British Land today said its full year results were hit by a slowdown in rent payments in March due to coronavirus and a subsequent fall in the value of its office and retail portfolio.
The retail giant posted a loss of £1.1bn in the year to 31 March, with underlying profit for the year falling 10 per cent to £306m.
Revenue fell from £904m to £613m in the latest financial year.
The real estate giant said it had felt the effects of the coronavirus crisis in March, with both retail and office clients seeking to delay rents.
British Land said it had collected 68 per cent of March rent, 97 per cent of what it was owed by offices and 43 per cent of what it was owed by retail tenants.
The company said it had deferred around £35m of rent to customers suffering financial hardship because of the crisis.
It also said it had released smaller retail, food and beverage and leisure customers from rental obligations which would lead to a loss of £2m.
British Land said it had £1.3bn undrawn facilities and cash with no requirement to refinance until 2024.
The company said it could withstand a further fall in the valuation of its portfolio of of 45 per cent before its lending arrangements would be affected.
British Land said the crisis had so far knocked off ten per cent of the value of its holdings which have shrunk to £11.1bn.
Chris Grigg, chief executive, said: “Like businesses around the world, in recent months our focus has been on responding to the unprecedented challenges brought about by covid-19.
“We have acted quickly and effectively to support our customers, partners and local communities and to protect the long term value of our business.”
Russ Mould, investment director at AJ Bell, said: “The largely unspoken fear in today’s results from property investor British Land is that the coronavirus impact on its retail assets could be mirrored in its office block holdings.
“Given nearly all non-essential shops, food and drink and leisure outlets remain closed, the collapse in value of this part of the portfolio is entirely unsurprising, as are difficulties in getting rent from tenants in these sectors.
“At the moment the company has robust enough financial foundations to withstand a further significant collapse in the valuation of its assets. For now the value of its offices are holding up and most of its tenants are paying rent on time.
“However, this may change as recession begins to have a more widespread impact. In the longer term demand for offices may be affected as working from home habits built up over the pandemic prove hard to break.”
British Land’s share price rose seven per cent this morning to 407p.

(Items from a data source)

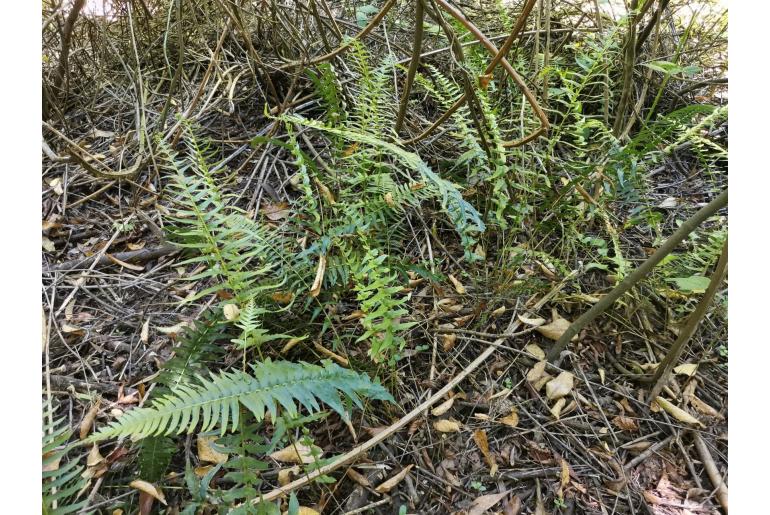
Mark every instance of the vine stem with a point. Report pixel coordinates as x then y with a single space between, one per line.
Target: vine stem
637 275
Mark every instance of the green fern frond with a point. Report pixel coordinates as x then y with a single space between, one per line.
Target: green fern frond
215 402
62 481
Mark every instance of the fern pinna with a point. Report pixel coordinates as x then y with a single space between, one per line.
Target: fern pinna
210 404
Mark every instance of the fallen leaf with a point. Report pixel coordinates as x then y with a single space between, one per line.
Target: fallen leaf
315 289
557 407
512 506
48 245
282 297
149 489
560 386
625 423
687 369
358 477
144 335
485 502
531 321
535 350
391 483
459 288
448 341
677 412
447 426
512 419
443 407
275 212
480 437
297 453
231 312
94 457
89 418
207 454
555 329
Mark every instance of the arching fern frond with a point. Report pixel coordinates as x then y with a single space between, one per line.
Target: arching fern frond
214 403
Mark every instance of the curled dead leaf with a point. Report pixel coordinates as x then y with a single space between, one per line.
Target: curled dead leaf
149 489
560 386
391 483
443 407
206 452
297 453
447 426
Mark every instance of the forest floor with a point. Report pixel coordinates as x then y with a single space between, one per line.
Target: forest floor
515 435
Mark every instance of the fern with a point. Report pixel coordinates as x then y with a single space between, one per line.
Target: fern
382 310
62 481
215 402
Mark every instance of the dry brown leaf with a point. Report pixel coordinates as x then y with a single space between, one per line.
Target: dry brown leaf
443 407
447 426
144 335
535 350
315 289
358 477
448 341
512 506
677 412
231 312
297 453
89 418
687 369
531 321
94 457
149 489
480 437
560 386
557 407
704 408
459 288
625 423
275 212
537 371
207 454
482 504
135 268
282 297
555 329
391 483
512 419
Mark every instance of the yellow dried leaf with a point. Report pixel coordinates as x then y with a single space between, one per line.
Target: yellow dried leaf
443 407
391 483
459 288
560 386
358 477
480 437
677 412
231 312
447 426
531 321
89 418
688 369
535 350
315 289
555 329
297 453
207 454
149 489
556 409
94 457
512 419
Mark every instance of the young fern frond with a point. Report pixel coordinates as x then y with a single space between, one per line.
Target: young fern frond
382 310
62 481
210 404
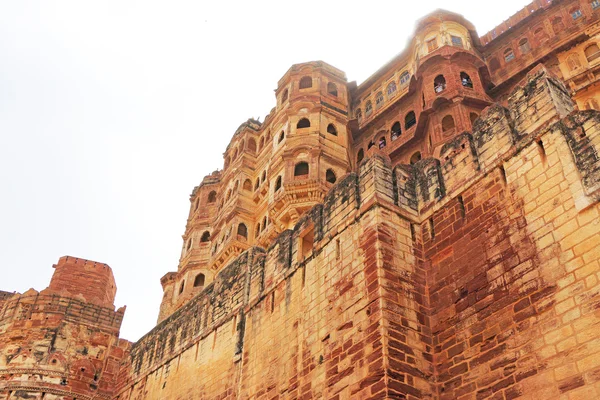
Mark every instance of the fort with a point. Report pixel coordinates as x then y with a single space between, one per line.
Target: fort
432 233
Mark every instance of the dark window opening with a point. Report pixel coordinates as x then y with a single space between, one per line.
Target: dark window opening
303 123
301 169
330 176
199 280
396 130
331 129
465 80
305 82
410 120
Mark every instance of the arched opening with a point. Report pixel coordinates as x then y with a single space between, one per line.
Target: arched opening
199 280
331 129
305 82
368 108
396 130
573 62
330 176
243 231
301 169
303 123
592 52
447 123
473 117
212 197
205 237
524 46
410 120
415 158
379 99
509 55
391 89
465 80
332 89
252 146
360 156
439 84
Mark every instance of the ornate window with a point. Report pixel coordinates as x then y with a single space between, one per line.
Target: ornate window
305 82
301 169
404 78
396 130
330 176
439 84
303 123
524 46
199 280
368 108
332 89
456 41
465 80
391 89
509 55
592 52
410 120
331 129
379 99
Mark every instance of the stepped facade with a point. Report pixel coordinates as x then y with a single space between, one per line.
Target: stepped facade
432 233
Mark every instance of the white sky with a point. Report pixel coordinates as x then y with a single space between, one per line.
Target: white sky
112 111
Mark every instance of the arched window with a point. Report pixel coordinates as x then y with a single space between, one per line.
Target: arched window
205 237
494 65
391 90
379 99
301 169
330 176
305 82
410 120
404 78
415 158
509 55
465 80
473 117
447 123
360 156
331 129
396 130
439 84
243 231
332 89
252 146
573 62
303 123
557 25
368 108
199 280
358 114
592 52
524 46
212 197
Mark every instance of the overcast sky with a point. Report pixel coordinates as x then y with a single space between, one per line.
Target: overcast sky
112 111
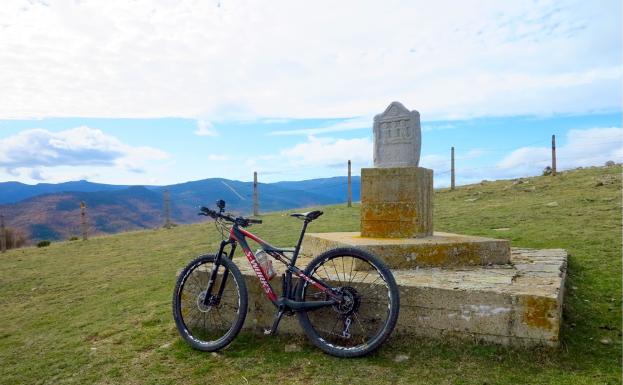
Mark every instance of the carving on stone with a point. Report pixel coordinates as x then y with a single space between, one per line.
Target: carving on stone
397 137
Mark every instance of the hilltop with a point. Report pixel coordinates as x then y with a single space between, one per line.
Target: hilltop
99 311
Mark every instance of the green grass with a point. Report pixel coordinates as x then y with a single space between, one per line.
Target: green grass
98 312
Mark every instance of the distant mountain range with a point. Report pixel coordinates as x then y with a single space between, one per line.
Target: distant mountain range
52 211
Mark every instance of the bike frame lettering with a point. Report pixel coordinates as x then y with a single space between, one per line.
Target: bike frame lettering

...

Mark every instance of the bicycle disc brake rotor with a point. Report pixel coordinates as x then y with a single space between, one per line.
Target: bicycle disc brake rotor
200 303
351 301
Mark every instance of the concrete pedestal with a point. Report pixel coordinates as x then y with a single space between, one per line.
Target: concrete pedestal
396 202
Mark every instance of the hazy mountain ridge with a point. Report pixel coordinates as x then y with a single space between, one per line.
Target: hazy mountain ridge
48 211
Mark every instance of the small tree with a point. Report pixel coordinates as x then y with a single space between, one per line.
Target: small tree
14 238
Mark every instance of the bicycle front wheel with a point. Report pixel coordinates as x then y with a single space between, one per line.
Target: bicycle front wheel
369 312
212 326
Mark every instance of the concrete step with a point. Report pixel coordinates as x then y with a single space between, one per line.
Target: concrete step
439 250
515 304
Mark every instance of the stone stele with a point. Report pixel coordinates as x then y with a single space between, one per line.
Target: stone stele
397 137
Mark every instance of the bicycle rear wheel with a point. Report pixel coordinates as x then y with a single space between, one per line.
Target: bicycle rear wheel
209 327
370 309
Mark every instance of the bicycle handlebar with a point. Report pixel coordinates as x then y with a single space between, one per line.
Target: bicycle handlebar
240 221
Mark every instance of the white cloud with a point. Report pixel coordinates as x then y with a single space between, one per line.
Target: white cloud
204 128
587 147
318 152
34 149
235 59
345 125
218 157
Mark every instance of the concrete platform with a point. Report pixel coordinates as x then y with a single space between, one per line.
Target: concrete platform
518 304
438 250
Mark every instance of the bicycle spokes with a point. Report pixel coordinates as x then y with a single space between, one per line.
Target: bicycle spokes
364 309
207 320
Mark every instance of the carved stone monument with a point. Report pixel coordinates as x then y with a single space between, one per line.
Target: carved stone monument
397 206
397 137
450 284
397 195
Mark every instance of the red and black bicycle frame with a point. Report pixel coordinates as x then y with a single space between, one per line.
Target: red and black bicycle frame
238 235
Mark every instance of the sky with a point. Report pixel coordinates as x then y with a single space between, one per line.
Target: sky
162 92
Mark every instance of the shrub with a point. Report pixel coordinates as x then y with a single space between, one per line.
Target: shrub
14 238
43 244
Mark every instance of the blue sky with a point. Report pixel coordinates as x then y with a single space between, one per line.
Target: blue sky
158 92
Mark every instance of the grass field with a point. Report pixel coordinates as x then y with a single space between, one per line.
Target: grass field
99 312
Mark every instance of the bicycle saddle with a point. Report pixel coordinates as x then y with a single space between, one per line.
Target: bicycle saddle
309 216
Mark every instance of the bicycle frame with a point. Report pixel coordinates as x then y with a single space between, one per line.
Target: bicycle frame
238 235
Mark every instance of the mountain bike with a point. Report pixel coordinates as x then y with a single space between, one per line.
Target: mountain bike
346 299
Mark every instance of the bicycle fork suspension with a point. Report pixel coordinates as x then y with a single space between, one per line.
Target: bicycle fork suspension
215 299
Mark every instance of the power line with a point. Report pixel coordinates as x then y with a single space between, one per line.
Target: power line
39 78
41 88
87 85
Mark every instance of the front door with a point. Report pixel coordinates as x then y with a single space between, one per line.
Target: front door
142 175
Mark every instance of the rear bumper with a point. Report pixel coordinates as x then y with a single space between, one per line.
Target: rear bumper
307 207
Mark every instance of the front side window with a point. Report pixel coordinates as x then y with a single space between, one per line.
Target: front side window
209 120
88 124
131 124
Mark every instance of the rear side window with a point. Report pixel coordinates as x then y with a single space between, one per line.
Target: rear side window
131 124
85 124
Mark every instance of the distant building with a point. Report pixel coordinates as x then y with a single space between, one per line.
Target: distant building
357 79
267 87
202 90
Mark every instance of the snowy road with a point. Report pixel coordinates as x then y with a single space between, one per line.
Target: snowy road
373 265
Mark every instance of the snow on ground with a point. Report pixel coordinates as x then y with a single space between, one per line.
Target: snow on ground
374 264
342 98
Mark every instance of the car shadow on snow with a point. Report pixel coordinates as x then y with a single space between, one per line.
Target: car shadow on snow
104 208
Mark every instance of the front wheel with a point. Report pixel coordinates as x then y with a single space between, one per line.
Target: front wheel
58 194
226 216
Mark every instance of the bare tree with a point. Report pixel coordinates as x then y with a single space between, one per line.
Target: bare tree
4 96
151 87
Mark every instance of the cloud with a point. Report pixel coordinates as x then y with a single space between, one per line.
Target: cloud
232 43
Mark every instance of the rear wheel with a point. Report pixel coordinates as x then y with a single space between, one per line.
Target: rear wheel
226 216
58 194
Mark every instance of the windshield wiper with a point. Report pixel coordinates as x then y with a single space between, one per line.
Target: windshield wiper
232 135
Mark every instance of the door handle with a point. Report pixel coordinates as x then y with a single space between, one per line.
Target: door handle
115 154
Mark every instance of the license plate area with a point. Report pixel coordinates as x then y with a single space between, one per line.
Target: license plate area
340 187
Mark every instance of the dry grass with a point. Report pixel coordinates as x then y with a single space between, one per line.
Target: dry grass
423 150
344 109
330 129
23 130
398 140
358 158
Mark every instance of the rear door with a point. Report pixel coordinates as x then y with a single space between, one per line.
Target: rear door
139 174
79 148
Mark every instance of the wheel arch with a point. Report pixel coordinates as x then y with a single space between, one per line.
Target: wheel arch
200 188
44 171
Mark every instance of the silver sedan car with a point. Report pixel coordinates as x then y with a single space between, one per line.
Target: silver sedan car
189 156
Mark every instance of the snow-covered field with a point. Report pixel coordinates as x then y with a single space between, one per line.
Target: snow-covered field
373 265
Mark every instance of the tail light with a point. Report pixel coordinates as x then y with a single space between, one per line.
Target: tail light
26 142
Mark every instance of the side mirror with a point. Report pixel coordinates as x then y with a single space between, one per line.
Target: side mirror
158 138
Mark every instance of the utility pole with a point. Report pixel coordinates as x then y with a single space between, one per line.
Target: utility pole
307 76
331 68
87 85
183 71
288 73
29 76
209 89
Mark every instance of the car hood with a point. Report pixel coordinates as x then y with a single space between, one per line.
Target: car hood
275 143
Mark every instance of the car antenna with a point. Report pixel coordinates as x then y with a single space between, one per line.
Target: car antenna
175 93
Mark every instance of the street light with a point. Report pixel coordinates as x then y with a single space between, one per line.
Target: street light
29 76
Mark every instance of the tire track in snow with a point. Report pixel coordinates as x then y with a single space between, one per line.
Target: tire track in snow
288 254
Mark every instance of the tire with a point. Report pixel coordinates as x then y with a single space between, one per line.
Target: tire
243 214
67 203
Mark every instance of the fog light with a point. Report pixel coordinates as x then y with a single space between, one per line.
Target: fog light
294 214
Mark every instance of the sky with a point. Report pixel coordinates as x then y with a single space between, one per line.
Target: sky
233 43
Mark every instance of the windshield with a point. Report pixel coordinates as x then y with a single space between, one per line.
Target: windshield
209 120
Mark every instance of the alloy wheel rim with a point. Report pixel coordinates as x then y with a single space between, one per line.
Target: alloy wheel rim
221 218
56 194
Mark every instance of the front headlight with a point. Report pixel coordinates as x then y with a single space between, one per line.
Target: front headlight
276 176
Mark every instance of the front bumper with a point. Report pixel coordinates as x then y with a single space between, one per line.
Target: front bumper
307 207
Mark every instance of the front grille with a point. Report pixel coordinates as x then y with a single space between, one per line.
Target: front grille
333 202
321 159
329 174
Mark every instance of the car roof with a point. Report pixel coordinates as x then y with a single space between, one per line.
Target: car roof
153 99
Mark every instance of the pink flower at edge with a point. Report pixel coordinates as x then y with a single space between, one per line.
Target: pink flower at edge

Problem set:
a – Using the British Land results article, answer these:
(i) What share of its March rent did British Land collect overall?
(ii) Until what year does the company have no requirement to refinance?
(iii) To what price did British Land's share price rise this morning?
b – Please print everything in the British Land results article from "British Land said it had collected" down to "shrunk to £11.1bn.".

Answers for the exercise:
a –
(i) 68 per cent
(ii) 2024
(iii) 407p

b –
British Land said it had collected 68 per cent of March rent, 97 per cent of what it was owed by offices and 43 per cent of what it was owed by retail tenants.
The company said it had deferred around £35m of rent to customers suffering financial hardship because of the crisis.
It also said it had released smaller retail, food and beverage and leisure customers from rental obligations which would lead to a loss of £2m.
British Land said it had £1.3bn undrawn facilities and cash with no requirement to refinance until 2024.
The company said it could withstand a further fall in the valuation of its portfolio of of 45 per cent before its lending arrangements would be affected.
British Land said the crisis had so far knocked off ten per cent of the value of its holdings which have shrunk to £11.1bn.